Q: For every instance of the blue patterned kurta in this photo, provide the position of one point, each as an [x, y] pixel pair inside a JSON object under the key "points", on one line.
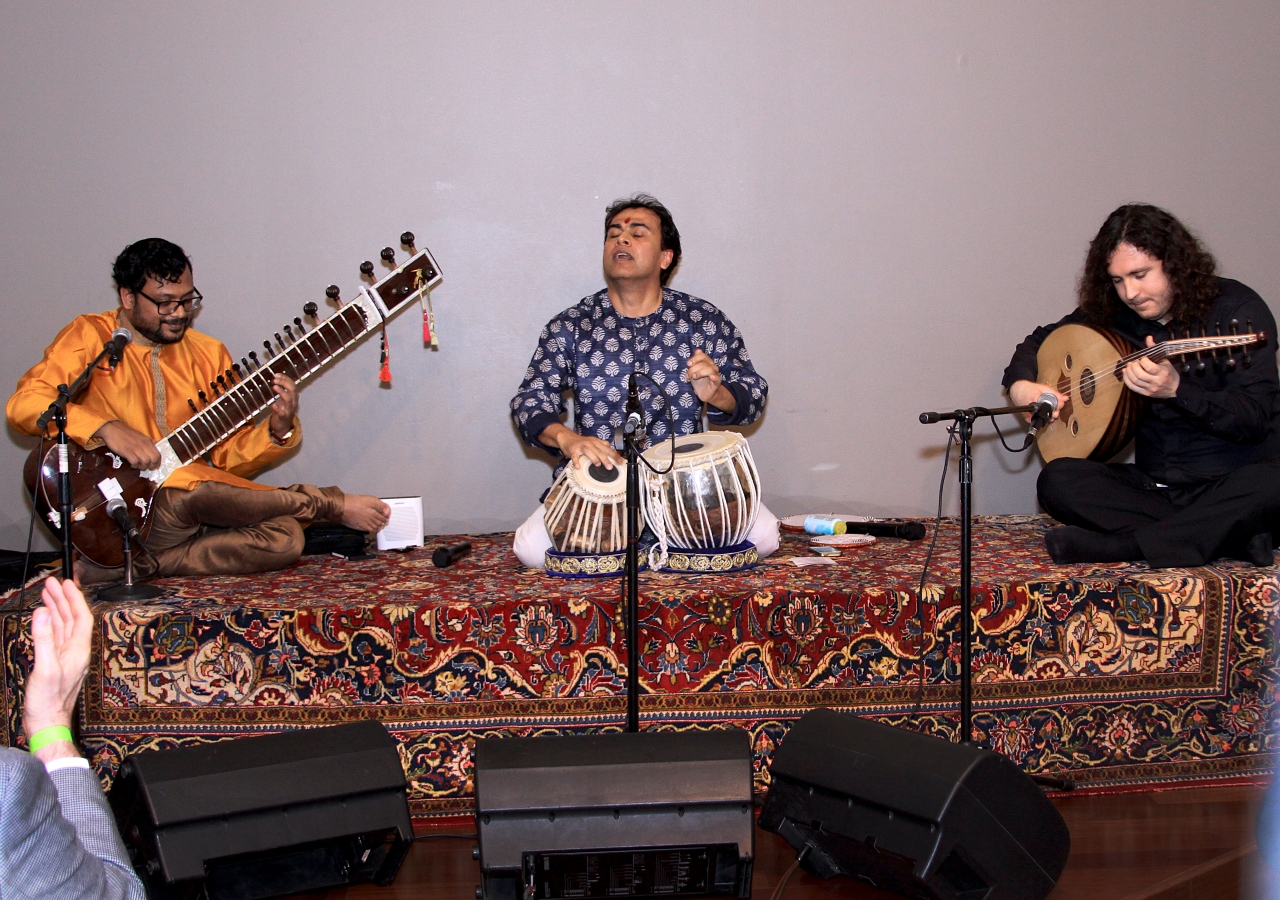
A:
{"points": [[590, 350]]}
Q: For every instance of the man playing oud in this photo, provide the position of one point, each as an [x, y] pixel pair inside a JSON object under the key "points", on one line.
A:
{"points": [[1206, 479], [206, 519]]}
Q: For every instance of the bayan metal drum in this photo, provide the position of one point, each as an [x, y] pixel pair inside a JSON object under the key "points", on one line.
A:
{"points": [[711, 496], [585, 510]]}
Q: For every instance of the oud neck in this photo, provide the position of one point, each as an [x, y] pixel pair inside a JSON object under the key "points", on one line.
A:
{"points": [[254, 393], [1184, 346]]}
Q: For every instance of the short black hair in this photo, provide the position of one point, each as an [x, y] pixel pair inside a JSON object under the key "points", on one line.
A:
{"points": [[670, 233], [151, 257]]}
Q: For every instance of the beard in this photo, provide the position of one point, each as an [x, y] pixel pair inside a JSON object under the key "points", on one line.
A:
{"points": [[155, 336]]}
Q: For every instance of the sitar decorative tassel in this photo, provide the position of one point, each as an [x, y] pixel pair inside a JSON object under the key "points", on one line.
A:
{"points": [[424, 298], [385, 374]]}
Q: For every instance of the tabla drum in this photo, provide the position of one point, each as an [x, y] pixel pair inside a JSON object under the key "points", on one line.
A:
{"points": [[585, 510], [709, 498]]}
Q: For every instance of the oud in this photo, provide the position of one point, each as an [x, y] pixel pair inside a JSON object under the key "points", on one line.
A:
{"points": [[1087, 364], [241, 396]]}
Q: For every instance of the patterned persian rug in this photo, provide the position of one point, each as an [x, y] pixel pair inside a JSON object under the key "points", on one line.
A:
{"points": [[1120, 675]]}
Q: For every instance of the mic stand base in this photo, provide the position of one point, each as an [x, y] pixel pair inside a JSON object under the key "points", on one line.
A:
{"points": [[129, 590]]}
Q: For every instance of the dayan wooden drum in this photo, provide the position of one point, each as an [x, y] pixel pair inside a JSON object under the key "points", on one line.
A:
{"points": [[585, 510], [709, 498]]}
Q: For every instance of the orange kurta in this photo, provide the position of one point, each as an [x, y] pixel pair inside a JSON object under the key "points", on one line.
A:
{"points": [[129, 394]]}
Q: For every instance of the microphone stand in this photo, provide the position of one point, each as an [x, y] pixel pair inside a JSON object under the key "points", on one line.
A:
{"points": [[56, 412], [964, 420], [631, 435]]}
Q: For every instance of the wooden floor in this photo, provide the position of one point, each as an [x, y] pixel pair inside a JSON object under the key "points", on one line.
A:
{"points": [[1169, 845]]}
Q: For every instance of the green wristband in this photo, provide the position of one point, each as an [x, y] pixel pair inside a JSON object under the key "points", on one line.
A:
{"points": [[50, 735]]}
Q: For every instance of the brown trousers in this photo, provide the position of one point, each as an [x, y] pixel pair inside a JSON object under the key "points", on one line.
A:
{"points": [[216, 529]]}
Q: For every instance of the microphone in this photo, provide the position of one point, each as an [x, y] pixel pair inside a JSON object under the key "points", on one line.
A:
{"points": [[635, 412], [1041, 417], [448, 554], [905, 530], [117, 510], [120, 338]]}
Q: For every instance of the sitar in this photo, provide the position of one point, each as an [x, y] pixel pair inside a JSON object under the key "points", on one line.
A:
{"points": [[1087, 364], [236, 398]]}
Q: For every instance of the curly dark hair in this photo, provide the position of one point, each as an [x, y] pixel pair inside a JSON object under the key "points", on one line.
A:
{"points": [[155, 257], [670, 233], [1188, 265]]}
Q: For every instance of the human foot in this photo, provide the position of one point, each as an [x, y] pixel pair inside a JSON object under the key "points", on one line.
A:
{"points": [[365, 514]]}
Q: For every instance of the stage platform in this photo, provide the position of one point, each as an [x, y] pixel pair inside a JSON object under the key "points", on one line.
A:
{"points": [[1124, 676]]}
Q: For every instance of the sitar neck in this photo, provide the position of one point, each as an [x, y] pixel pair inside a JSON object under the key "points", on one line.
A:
{"points": [[251, 393], [254, 393]]}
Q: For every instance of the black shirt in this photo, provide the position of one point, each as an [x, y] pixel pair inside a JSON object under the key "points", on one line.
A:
{"points": [[1219, 420]]}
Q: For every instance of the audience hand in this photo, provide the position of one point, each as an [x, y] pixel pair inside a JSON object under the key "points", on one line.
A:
{"points": [[62, 633]]}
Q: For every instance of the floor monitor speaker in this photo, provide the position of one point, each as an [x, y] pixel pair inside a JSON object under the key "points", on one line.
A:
{"points": [[264, 817], [910, 813], [653, 813]]}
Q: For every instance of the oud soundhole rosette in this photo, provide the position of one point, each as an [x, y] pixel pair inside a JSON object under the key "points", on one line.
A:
{"points": [[1088, 387]]}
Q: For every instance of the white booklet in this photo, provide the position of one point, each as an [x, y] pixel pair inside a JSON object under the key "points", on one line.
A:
{"points": [[405, 528]]}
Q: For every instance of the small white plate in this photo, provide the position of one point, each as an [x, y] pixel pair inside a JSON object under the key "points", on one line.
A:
{"points": [[796, 522], [844, 539]]}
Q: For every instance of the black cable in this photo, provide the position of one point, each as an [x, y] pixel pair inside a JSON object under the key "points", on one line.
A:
{"points": [[671, 426], [1001, 434], [31, 526], [786, 877], [924, 572]]}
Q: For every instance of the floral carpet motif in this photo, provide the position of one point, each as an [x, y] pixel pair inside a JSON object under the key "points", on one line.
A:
{"points": [[1118, 674]]}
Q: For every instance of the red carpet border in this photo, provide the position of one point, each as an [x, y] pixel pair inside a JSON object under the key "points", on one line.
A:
{"points": [[1121, 675]]}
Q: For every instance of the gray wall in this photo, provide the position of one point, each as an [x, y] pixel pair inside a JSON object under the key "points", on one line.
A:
{"points": [[883, 196]]}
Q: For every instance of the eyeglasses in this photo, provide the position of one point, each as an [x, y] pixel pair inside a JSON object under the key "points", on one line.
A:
{"points": [[169, 306]]}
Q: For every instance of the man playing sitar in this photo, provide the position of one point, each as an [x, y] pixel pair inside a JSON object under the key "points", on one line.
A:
{"points": [[1206, 476], [206, 519]]}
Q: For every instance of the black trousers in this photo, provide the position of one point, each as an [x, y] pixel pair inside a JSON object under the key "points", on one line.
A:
{"points": [[1180, 525]]}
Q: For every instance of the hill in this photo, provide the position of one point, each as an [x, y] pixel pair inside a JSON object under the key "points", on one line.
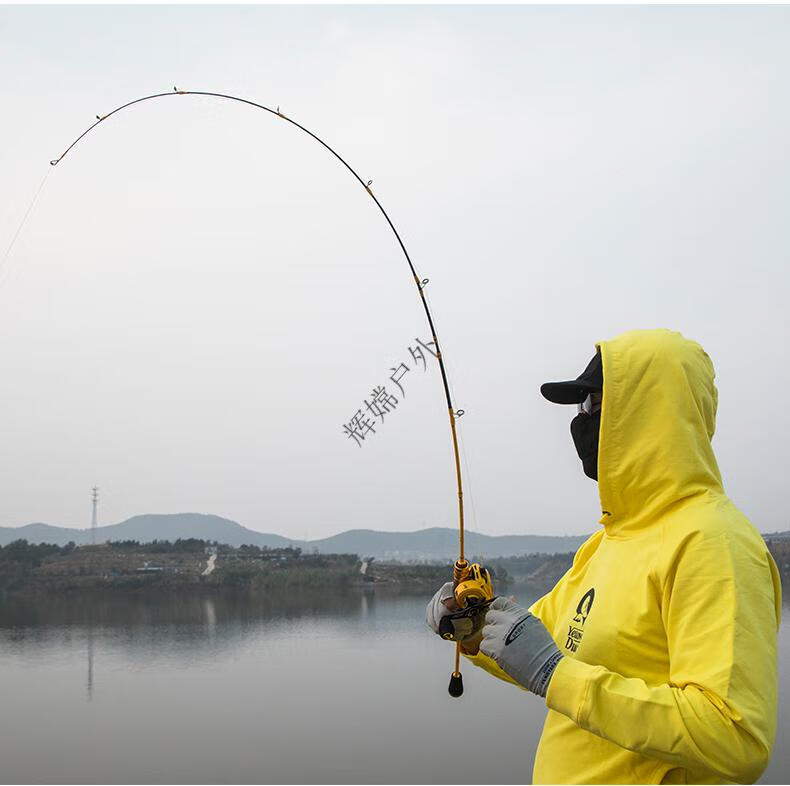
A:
{"points": [[429, 544]]}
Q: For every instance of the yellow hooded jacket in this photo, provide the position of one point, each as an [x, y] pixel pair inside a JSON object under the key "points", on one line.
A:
{"points": [[668, 616]]}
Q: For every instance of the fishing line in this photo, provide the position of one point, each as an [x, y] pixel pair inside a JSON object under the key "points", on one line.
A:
{"points": [[3, 268]]}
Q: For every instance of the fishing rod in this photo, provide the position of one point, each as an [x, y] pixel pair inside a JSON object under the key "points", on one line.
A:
{"points": [[470, 589]]}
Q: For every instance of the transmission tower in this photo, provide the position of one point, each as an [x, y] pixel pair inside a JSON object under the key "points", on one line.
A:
{"points": [[95, 518]]}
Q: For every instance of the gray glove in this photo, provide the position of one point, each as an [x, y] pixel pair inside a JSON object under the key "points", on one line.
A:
{"points": [[520, 645], [443, 604]]}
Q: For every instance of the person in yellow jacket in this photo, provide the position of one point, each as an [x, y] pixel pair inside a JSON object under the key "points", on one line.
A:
{"points": [[657, 651]]}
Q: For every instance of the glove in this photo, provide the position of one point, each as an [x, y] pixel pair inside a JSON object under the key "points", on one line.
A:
{"points": [[443, 605], [520, 645]]}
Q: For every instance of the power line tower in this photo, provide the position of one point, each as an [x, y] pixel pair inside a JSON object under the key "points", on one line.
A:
{"points": [[95, 518]]}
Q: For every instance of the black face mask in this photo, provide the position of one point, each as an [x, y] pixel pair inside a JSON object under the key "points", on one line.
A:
{"points": [[585, 430]]}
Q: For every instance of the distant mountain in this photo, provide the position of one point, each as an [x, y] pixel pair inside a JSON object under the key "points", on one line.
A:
{"points": [[441, 543], [427, 544], [150, 527], [436, 543]]}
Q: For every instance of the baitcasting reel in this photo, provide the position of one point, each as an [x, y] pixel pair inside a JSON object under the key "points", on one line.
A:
{"points": [[474, 593]]}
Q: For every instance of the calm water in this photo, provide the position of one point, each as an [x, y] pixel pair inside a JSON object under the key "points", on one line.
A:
{"points": [[342, 688]]}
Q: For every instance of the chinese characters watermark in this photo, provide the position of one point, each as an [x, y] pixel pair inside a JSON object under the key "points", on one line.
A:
{"points": [[381, 402]]}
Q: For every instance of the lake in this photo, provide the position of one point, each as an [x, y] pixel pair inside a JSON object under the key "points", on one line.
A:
{"points": [[332, 688]]}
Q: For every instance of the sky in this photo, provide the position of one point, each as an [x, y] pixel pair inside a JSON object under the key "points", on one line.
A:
{"points": [[202, 296]]}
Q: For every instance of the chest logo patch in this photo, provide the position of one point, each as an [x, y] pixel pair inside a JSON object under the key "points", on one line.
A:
{"points": [[576, 628]]}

──────

- Set task
Locate the line with "Q: For every instance of the distant" in the entries above; extract it and every line after it, verbatim.

- Answer for the task
Q: For every instance of the distant mountain in this photo, provide the position of one point, each as an [x, y] pixel pair inside a JSON object under the key "points", on one line.
A:
{"points": [[441, 543], [427, 544], [150, 527], [436, 543]]}
Q: For every instance of the baitcasting reel in this photo, provide the position of one point, each as an [x, y] pixel pair inside a JSON object under the key "points", on one line.
A:
{"points": [[474, 593]]}
Q: For every instance of the calm water in this photo, provide the position of one point, each as an [x, y] pixel pair inside a JSON object under the key "points", on one line.
A:
{"points": [[342, 688]]}
Q: For every instance of the chinese characters watermark in this photo, provide the position of one point, each as an [x, y] pixel pair inside a JSON object under the key "points", on one line.
A:
{"points": [[381, 402]]}
Q: For every instance of the lake in this photo, provide the position of one point, each as an [x, y] pixel pair inside a JSON object under the key "points", on one line.
A:
{"points": [[332, 688]]}
Q: For every instance of the sky in this photo, provide the position of one point, each as an [x, y] pixel pair inside a JSON object under the key "points", on one line.
A:
{"points": [[202, 296]]}
Q: For every instance of the chest logo patch in this photo, provide the position of one point, each as an [x, y] pixel pair inside a JSON object under the key "points", on one line.
A:
{"points": [[576, 628]]}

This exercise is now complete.